BB Unix Network Monitor - Message

[Date Prev][Date Next][Thread Prev][Thread Next][Date Index][Thread Index]

Re: {bb} response time monitoring




Hi Hiroaki,

        I recently wrote a BB external script to test the speed of delivery.  The hardest part of the scripting was dealing with arithmetic in ksh.  I'm not sure the script is really appropriate for distribution because there are items that are unique to my situation.... but I'm quite willing to offer sections of the script to help others get started on their own tests....

To that end, here's a lengthy reply.....

Some basic ideas:  

1)  I wanted to fetch a known page, one that would not be changing, therefore changing times.  I picked a page that was ~32K long and with all the trimmings/decoration (jpgs, css, etc,) totalled ~55K.  I copied all of these pieces to a new location in my web server tree.

2)  I wanted to test the speed of the web service, not the speed of the network.  Therefore, this test runs on the web server itself.  It also connects on localhost (the loopback port) to eliminate network contention.  This also required an update to the Apache configuration to have it listen on 127.0.0.1:80 for server name localhost.

3)  To get the page plus all its trimmings, I found the program wget was what I needed.  Unfortunately, wget gets copies of the pages and writes to the local disk.  With the right options, wget will NOT create the directory structure and WILL delete the files after the fetch.  I did NOT find an option that would fetch all 55K w/o writing anything -- I looked because I would also like to eliminate disk write/delete times from the test, but no go so far.

4)  I use timex to determine the transfer time.  Times reports in ss.ss format, or mm:ss.ss when more than 59.99 seconds, or hh:mm:ss.ss when time is an hour or more.

5)  ksh does integer arithmetic.  My ksh book says some ksh may be extended to include a real type, but not mine.  100/ths of seconds are a poor unit of measure, so I removed the decimal point and added a 0 to make msec units.

6)  I wanted to get an "average" time, so I fetch the test page three times.  My performance is wildly sporadic (the whole reason to write this test) and I found that sometimes the page loaded in 0.13 seconds, sometimes in 4 minutes 27.13 seconds.  When any given retrieval exceeds 60 seconds, I KNOW I have a problem, so I stop doing further fetches and report what was collected to that point.

* [Given information]:
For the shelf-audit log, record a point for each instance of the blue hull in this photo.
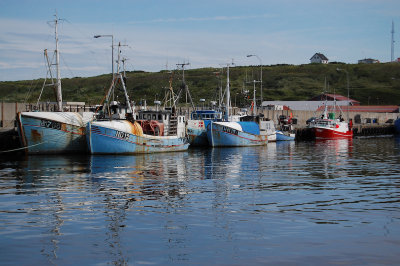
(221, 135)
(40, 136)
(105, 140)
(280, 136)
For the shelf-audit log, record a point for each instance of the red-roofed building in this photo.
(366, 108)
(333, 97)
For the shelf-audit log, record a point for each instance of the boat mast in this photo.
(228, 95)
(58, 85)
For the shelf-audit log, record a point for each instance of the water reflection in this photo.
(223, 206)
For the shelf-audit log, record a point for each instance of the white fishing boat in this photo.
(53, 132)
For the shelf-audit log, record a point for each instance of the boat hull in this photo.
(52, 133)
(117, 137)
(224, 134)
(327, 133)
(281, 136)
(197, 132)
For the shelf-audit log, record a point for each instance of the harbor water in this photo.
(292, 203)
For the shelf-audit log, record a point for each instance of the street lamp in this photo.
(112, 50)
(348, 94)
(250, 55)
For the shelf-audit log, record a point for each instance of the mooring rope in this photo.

---

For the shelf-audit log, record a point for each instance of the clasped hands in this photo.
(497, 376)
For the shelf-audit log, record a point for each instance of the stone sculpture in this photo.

* [Exercise tasks]:
**a)** From the message on response time monitoring, print everything from "To that end, here's" down to "server name localhost.".
**b)** According to the message on response time monitoring, on which address and port was Apache configured to listen for the server name localhost?

* [Answers in order]:
**a)**
To that end, here's a lengthy reply.....

Some basic ideas:  

1)  I wanted to fetch a known page, one that would not be changing, therefore changing times.  I picked a page that was ~32K long and with all the trimmings/decoration (jpgs, css, etc,) totalled ~55K.  I copied all of these pieces to a new location in my web server tree.

2)  I wanted to test the speed of the web service, not the speed of the network.  Therefore, this test runs on the web server itself.  It also connects on localhost (the loopback port) to eliminate network contention.  This also required an update to the Apache configuration to have it listen on 127.0.0.1:80 for server name localhost.

**b)** 127.0.0.1:80